Given problem: From the blog post below about career advice for a sound engineering student, pull out the passage starting at "Tuesday, February 16, 2010" and ending at "professional or personal.", copied word for word.

Tuesday, February 16, 2010

In retrospect, some depressing advice

I did a show today with a jazz trio. All of the musicians were college students, and better at jazz than I expected. One of them talked to me after the show; he's working towards a degree in sound engineering, and wanted to know if I had any deep insights into the profession or the academic side. My first piece of advice is universal: be the guy everyone wants to work with. Don't complain, be helpful, learn more than just your job, be friendly and pleasant and good at what you do. There are jerks in the field -- as in any field -- but when they get hired, it's in spite of what they are, not because of it. They'd be better respected if they kept the same degree of competence, with much less attitude. I stand by this piece of advice, and would gladly offer it to anyone in any field, professional or personal.

The other piece of advice was in answer to the question, "what advice would you give yourself when you were starting college, knowing what you know now?" And the answer was improvised, sincere, and surprising. My advice was roughly this: run from this profession as fast as you can. I've got one of the better jobs in my field, and in a lot of ways, my job sucks -- way too much unpaid overtime, a bit too little respect, and I can feel myself sinking into a rut. There's an old management joke that condenses to, "I've got twenty years of experience!" --"No, you've got one year of experience, repeated twenty times." And I can feel myself starting to sink into that; I have to work to keep my attitude fresh, and it's getting harder.

Given material:
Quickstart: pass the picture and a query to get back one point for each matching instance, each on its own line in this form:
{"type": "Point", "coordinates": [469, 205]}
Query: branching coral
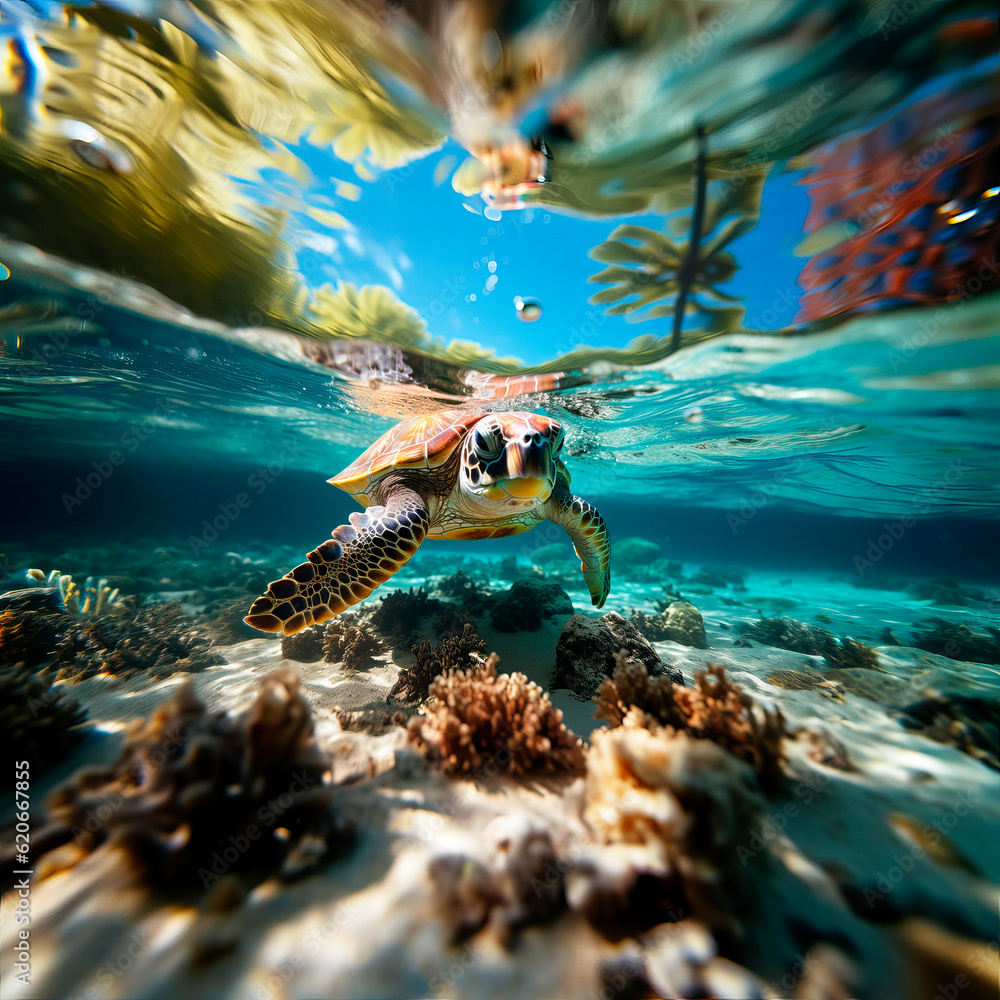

Output below:
Tuesday, February 16, 2010

In retrospect, some depressing advice

I did a show today with a jazz trio. All of the musicians were college students, and better at jazz than I expected. One of them talked to me after the show; he's working towards a degree in sound engineering, and wanted to know if I had any deep insights into the profession or the academic side. My first piece of advice is universal: be the guy everyone wants to work with. Don't complain, be helpful, learn more than just your job, be friendly and pleasant and good at what you do. There are jerks in the field -- as in any field -- but when they get hired, it's in spite of what they are, not because of it. They'd be better respected if they kept the same degree of competence, with much less attitude. I stand by this piece of advice, and would gladly offer it to anyone in any field, professional or personal.